ЗАДАНИЕ A » Переведите на английский язык предложение «Звонок был долгим и настойчивым.» из статьи об Андрее Миронове.
ЗАДАНИЕ B » Воспроизведите без изменений фрагмент статьи об Андрее Миронове от слов «Евгения Семеновна, невысокая» до слов «пронырливые иностранные корреспонденты.» включительно.
ЗАДАНИЕ C » Допишите статью об Андрее Миронове, начав сразу после ее последнего предложения.

УЧЕБНЫЙ ТЕКСТ »
**********

СюжетыОбщество

Убиты при исполнении

Этот материал вышел в номере № 53 от 25 мая 2015
Читать
24 мая — ровно год со дня гибели фоторепортера Андреа (Энди) РОКЕЛЛИ и Андрея МИРОНОВА, правозащитника, журналиста и переводчика, который на протяжении многих лет сотрудничал с «Новой газетой»
Изображение

24 мая — ровно год со дня гибели фоторепортера Андреа (Энди) РОКЕЛЛИ и Андрея МИРОНОВА, правозащитника, журналиста и переводчика, который на протяжении многих лет сотрудничал с «Новой газетой». Их последний репортаж — из украинского Славянска, захваченного сепаратистами, — был тоже для «Новой».

Сегодня «Новая» публикует выбранные фрагменты из книги американского журналиста Скотта Шейна «Демонтаж утопии: как информация разрушила Советский Союз», посвященные Андрею Миронову.

Предыстория: Информационный преступник**Печатается по изданию: Dismantling Utopia: How Information Ended the Soviet Union Publisher: Ivan R Dee, Inc (1 April 1994). Перевод: Ирина Симанова.

В начале седьмого утра 7 августа 1985 года, спустя пять месяцев после прихода к власти Михаила Горбачева, в дверь квартиры 37 на улице Коммунаров, 222, провинциального города Устинов позвонили майор КГБ и два лейтенанта. Звонок был долгим и настойчивым. Дверь открыла Евгения Семеновна Миронова. Уже совсем рассвело.

Евгения Семеновна, невысокая серьезная женщина 58 лет, отступила в глубь коридора, где под вешалкой выстроились в ряд ботинки и тапочки. Ее муж, Николай Алексеевич Миронов, энергичный худощавый мужчина 63 лет на шум выглянул в коридор. Майор Феликс Королев приступил к чтению какой-то юридической бессмыслицы, в чем не было никакой нужды. Они знали, что сотрудники КГБ пришли арестовать их сына.

На Западе имя Андрея Миронова было никому не известно, поэтому его арест не вызвал ни малейшего оживления в ведомствах Лондона и Нью-Йорка, отслеживающих дела о нарушении прав человека. Большинство жителей Устинова работали в оборонной промышленности, поэтому город был закрыт для иностранцев и находился в нескольких сотнях километров от Москвы, где обитали пронырливые иностранные корреспонденты.

**********

РАЗДЕЛ ЗАПИСЕЙ »
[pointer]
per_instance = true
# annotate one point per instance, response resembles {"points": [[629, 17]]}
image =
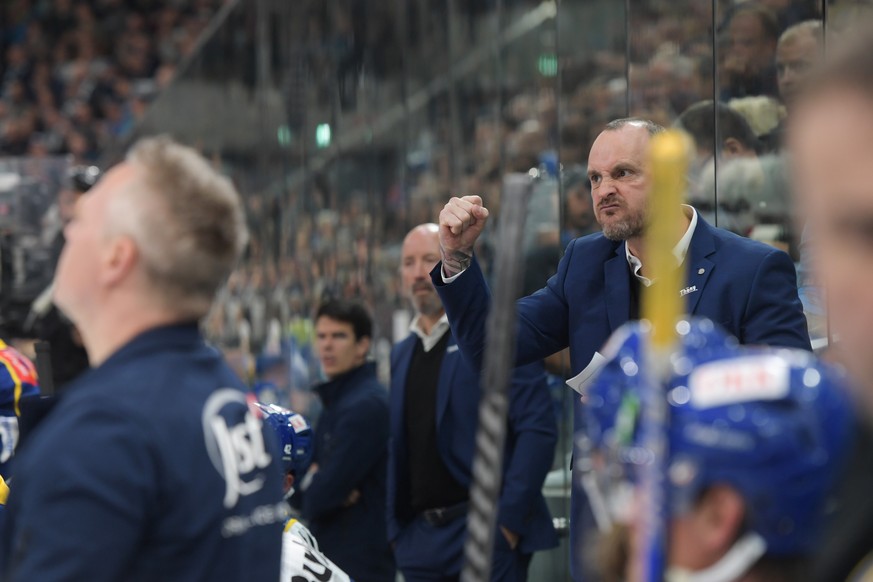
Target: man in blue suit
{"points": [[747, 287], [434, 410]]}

**********

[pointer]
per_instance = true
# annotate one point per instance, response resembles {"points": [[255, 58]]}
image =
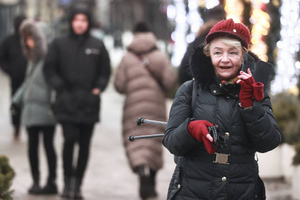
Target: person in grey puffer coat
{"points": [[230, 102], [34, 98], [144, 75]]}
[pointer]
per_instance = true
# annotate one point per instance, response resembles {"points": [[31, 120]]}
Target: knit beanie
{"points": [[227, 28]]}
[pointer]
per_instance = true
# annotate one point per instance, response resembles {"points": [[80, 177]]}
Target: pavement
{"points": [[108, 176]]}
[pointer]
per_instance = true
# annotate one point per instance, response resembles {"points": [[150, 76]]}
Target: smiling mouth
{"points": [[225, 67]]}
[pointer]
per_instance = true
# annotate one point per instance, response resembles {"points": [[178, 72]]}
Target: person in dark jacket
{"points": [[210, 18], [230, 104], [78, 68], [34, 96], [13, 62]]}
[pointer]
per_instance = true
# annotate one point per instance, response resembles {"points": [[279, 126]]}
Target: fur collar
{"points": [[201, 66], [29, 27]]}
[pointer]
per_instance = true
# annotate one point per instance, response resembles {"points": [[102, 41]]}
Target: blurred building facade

**********

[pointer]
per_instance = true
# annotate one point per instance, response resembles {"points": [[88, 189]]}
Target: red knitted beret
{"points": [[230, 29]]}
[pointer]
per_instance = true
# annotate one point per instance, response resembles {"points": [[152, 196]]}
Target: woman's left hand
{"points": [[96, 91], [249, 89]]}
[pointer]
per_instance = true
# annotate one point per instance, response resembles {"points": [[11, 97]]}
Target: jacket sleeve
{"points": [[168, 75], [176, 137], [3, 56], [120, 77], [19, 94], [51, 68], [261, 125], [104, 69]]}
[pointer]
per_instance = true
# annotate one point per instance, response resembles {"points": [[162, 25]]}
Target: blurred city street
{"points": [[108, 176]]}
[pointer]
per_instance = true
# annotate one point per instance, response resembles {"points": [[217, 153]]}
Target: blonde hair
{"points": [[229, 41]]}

**********

РЕЗУЛЬТАТ A » The ring was long and insistent.

РЕЗУЛЬТАТ B »
Евгения Семеновна, невысокая серьезная женщина 58 лет, отступила в глубь коридора, где под вешалкой выстроились в ряд ботинки и тапочки. Ее муж, Николай Алексеевич Миронов, энергичный худощавый мужчина 63 лет на шум выглянул в коридор. Майор Феликс Королев приступил к чтению какой-то юридической бессмыслицы, в чем не было никакой нужды. Они знали, что сотрудники КГБ пришли арестовать их сына.

На Западе имя Андрея Миронова было никому не известно, поэтому его арест не вызвал ни малейшего оживления в ведомствах Лондона и Нью-Йорка, отслеживающих дела о нарушении прав человека. Большинство жителей Устинова работали в оборонной промышленности, поэтому город был закрыт для иностранцев и находился в нескольких сотнях километров от Москвы, где обитали пронырливые иностранные корреспонденты.

РЕЗУЛЬТАТ C »
Андрей случайно нашел новое призвание, заменившее его увлечение химией. «Я видел лишь один выход из создавшейся затруднительной ситуации — доносить до людей достоверную информацию. И не только доносить ту информацию, которую я счел бы достоверной, но обеспечить доступ ко всей информации с тем, чтобы каждый мог принять для себя решение, — рассуждает он. — Постепенно я бы перешел от обмена книгами к их размножению». Вместе с несколькими единомышленниками он тайком по ночам копировал запрещенные книги в различных государственных учреждениях, в том числе, как бы смешно это ни звучало, на военных заводах. Это было не так уж и сложно, хотя подобные действия были строжайше запрещены. Копировальные аппараты хранились под замком, а количество израсходованной бумаги тщательно отслеживалось. Но Андрей признается: «Наблюдатели из КГБ были ленивы, за деньги люди могли копировать все что угодно».

Поначалу внимание сотрудников КГБ к Андрею привлекла не его причастность к изданию подпольной литературы, а нечто более безобидное: его общение с иностранными студентами, изучающими русский язык в Московском Институте Пушкина.

«У меня не было явных политических установок, когда я стал ходить в Институт им. Пушкина. Поначалу я никогда не брал у друзей книг на иностранных языках. Мне просто хотелось узнать, как живут там, за границей», — объяснил Андрей. Он случайно столкнулся с группой итальянцев из Института Пушкина, и в обмен на его тактичные исправления их грамматических ошибок студенты дали ему несколько уроков из начального курса итальянского языка. Если милицию сбивали с толку мотивы поступков Андрея, то иностранные студенты, уставшие от «дружбы» с советской молодежью, чей интерес был полностью коммерческим, были удивлены. Скоро он стал лидером многонациональной группы студентов Института Пушкина, которые сами себя в шутку называли «Разгуляй International». Они собирались вместе, готовили национальные блюда и практиковались в разных языках — итальянском, английском, немецком и русском.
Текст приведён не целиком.